TASK TO COMPLETE -
Which lines of the listing below contain the word "blue", with case counting? Gather each such line and copy it in full.

MATERIAL -

=-=-=

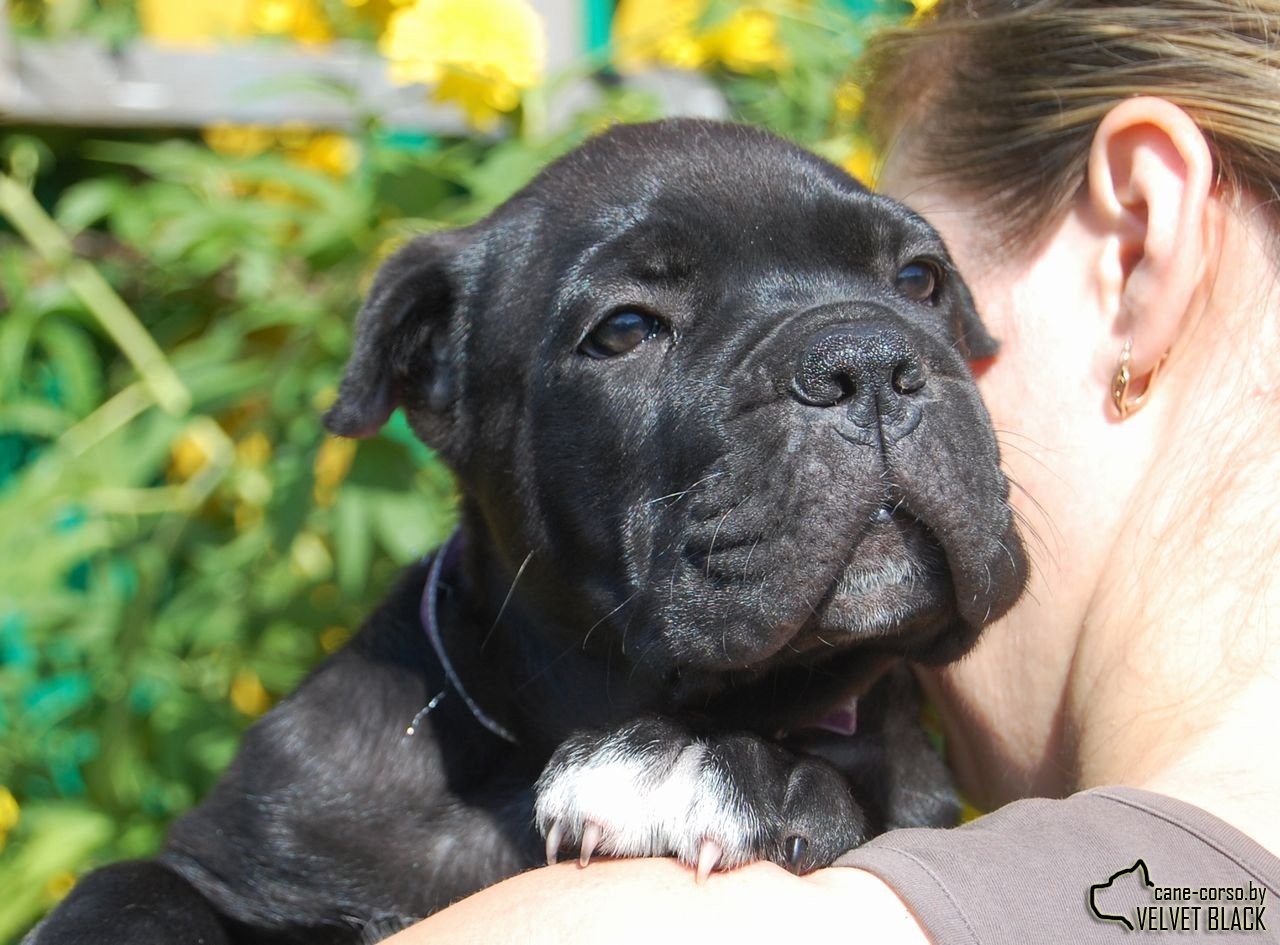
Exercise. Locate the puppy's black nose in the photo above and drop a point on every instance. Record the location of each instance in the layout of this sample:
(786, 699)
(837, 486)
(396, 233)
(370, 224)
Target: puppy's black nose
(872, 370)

=-=-=

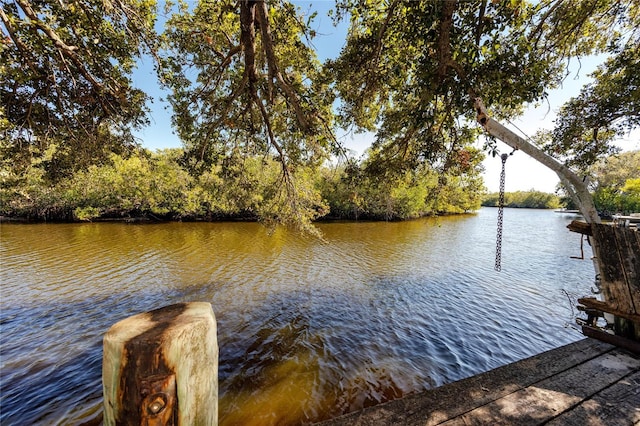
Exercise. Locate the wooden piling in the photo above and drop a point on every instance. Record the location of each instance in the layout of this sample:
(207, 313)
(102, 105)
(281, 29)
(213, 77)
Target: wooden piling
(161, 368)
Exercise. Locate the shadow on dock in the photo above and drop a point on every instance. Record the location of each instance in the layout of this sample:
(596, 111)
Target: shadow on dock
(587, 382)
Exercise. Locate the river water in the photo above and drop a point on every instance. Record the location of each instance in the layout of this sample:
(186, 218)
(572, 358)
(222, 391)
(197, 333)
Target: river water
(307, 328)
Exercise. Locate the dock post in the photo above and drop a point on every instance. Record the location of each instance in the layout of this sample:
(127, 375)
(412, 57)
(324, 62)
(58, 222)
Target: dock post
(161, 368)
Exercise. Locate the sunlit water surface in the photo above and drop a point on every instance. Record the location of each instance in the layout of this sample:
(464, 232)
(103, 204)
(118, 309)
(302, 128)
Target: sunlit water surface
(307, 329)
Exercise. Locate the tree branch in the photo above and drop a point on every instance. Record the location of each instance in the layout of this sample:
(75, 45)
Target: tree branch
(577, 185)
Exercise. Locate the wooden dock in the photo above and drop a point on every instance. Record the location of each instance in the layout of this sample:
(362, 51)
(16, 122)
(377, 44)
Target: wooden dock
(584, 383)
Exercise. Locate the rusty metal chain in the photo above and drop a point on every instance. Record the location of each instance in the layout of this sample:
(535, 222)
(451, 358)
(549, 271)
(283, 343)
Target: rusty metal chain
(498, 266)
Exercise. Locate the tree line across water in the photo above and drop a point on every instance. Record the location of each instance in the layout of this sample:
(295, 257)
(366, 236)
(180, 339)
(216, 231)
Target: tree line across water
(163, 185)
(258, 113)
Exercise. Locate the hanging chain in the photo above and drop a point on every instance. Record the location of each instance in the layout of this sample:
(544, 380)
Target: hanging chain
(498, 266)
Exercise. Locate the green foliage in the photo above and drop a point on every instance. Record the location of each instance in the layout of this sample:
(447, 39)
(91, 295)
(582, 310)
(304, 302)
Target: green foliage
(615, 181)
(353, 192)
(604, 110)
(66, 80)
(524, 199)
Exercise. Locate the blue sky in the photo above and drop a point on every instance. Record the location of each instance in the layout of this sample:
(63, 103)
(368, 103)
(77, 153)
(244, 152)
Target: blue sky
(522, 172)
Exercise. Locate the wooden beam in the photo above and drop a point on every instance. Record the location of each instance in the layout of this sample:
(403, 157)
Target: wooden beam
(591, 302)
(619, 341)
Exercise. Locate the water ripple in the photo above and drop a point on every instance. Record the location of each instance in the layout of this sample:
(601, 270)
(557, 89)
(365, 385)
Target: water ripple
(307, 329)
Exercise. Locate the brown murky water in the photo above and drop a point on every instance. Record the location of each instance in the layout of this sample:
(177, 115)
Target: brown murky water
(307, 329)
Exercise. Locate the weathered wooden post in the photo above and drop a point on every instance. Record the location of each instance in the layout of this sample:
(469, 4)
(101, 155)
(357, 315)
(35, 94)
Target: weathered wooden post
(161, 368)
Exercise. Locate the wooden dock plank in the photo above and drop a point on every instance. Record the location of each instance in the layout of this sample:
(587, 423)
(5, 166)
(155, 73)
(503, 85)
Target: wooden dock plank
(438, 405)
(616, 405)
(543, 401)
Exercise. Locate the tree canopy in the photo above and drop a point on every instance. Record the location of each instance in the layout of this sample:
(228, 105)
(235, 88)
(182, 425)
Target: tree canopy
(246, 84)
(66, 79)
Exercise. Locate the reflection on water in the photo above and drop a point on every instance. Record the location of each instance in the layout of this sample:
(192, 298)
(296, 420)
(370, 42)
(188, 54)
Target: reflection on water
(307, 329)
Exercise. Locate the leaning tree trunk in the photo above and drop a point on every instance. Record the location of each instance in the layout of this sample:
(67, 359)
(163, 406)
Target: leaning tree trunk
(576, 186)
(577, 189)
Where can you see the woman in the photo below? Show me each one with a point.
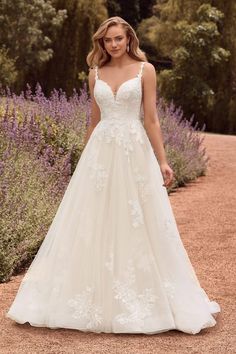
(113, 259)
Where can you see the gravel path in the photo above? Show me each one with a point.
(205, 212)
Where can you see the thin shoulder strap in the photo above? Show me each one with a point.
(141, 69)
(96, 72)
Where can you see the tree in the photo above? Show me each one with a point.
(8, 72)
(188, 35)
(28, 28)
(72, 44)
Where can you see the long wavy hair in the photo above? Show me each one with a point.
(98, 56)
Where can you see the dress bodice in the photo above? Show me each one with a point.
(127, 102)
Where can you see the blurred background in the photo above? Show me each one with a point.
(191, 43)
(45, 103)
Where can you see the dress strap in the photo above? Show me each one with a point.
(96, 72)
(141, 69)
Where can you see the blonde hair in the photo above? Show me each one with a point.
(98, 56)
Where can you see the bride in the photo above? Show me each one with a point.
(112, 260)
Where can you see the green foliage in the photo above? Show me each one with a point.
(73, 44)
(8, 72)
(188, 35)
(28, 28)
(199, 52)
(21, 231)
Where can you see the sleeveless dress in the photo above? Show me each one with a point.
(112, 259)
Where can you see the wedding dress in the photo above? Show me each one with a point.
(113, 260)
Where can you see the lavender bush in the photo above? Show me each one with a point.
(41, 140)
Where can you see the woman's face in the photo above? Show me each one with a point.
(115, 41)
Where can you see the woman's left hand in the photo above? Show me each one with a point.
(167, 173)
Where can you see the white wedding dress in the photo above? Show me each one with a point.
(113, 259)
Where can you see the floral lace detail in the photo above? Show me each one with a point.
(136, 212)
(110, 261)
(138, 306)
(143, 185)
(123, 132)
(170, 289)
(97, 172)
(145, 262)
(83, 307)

=-=-=

TASK ANSWER -
Exercise. Locate the blue sky in the photo above and drop a point on every instance. Record the location of each instance in the layout of this sample:
Target: blue sky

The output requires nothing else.